> [Work item] Each entry needs to be repeated exactly, with nothing added or removed.

(Information given begins)

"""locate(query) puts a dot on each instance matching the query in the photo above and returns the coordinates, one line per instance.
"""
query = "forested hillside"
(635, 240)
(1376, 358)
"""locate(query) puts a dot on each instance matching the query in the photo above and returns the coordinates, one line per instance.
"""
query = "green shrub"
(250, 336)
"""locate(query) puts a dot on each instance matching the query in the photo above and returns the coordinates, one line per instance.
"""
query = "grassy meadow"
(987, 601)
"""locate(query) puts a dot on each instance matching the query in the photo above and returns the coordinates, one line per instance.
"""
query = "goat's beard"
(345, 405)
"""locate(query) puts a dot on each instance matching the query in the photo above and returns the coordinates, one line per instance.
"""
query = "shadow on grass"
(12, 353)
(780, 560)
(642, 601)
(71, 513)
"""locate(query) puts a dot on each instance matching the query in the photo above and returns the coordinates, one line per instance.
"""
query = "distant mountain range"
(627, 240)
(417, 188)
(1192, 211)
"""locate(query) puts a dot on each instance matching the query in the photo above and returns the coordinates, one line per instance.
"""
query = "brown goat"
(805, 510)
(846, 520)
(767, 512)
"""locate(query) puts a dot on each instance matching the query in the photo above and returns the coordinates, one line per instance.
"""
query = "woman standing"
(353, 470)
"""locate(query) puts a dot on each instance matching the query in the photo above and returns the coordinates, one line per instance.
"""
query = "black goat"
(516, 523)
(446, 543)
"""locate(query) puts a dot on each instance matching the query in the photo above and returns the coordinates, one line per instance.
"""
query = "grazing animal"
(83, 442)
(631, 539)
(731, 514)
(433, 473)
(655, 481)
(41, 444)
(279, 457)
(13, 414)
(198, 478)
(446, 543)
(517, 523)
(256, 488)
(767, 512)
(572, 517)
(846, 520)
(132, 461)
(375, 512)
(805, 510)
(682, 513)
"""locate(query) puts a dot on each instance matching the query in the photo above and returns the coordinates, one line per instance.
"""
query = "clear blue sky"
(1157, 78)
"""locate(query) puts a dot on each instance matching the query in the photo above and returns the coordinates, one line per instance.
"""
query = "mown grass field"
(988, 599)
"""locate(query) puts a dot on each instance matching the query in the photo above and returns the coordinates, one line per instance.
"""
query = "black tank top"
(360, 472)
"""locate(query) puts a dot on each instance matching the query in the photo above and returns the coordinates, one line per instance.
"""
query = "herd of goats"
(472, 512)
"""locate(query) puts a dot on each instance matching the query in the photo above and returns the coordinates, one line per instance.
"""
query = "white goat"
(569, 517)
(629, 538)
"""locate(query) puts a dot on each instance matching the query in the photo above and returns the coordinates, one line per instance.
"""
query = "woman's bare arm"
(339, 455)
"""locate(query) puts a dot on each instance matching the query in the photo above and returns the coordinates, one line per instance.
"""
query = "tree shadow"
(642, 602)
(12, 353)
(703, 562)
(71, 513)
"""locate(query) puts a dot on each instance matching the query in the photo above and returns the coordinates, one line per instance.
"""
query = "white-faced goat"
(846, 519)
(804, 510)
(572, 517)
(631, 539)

(Information given ends)

> [Answer section]
"""locate(query) puts a dot on each instance matching the query in the photo above and returns the coordinates, one line per instance.
"""
query = "forested hillside"
(635, 240)
(1376, 358)
"""locate(query) puts a dot on each instance matching the query in the photo above and returns the coordinates, one line per instance.
"""
query = "green shrub"
(250, 336)
"""locate(query) puts a dot on each instance matching the query in the photo above and returns the coordinates, one line per instance.
"""
query = "grassy meadow"
(987, 601)
"""locate(query) puts a dot on each instance matching the query in the photo above and returns the coordinates, one line per instance.
"""
query = "goat's beard"
(345, 405)
"""locate(query) puts a dot on each instance matching the query in the photo above and returns the coordinates, one line per instance.
"""
query = "shadow on grass"
(12, 353)
(780, 560)
(642, 601)
(71, 513)
"""locate(query) puts a dot on each instance matching the query in the photo above and returns the coordinates, one line per instance.
"""
query = "distant mountain range"
(627, 240)
(417, 188)
(1192, 211)
"""locate(query) puts a dot on each instance matching the query in the photo above and returns the coordinates, one line per instance.
"""
query = "brown goat"
(805, 510)
(846, 520)
(767, 512)
"""locate(query) puts a dot on each instance matching the query in the photo above and returns the coordinates, one line per instance.
"""
query = "woman standing"
(353, 470)
"""locate(query) puts a dot on each instance matching the query in the photo above and returns the coordinates, one line per instance.
"""
query = "black goat"
(516, 523)
(446, 543)
"""locate(query) puts a dot on each instance matching the query in the photo above and returns the coordinates, one line per instance.
"""
query = "grazing animal"
(83, 442)
(631, 539)
(731, 514)
(433, 473)
(655, 481)
(41, 444)
(279, 457)
(13, 414)
(198, 478)
(446, 543)
(517, 523)
(256, 488)
(767, 512)
(572, 517)
(846, 520)
(132, 461)
(375, 512)
(805, 510)
(682, 513)
"""locate(query) puts a dot on each instance matching the query in the photo above and returns the coordinates, one line per instance.
"""
query = "clear blue sky"
(1157, 78)
"""locate(query) puts a dot on each instance matching the query in the photo above and returns the coordinates, one line per instance.
"""
query = "mown grass field"
(988, 599)
"""locate(query) puts a dot on each instance matching the query in the photo above and returns the coordinates, one line per instance.
"""
query = "black tank top"
(360, 472)
"""locate(query) puts a dot on each instance matching the query in the photo above and returns the coordinates, one line per instance.
"""
query = "herd of goats"
(472, 512)
"""locate(query) puts a dot on each instance matching the query in the photo above and returns the coordinates, one line per instance.
"""
query = "white goat"
(569, 517)
(629, 538)
"""locate(query) puts a dot on each instance matching the query in the photo above and returns the coordinates, one line per instance.
"""
query = "woman's bare arm"
(339, 455)
"""locate(query) puts a dot on each instance matching the query in the photo above and returns the coordinates, one line per instance.
"""
query = "tree shadow"
(642, 602)
(12, 353)
(703, 562)
(71, 513)
"""locate(query) puts a dot on each instance matching the query in the photo above and returns the coordinates, one line per instance.
"""
query = "white-faced goat"
(846, 519)
(804, 510)
(572, 517)
(631, 539)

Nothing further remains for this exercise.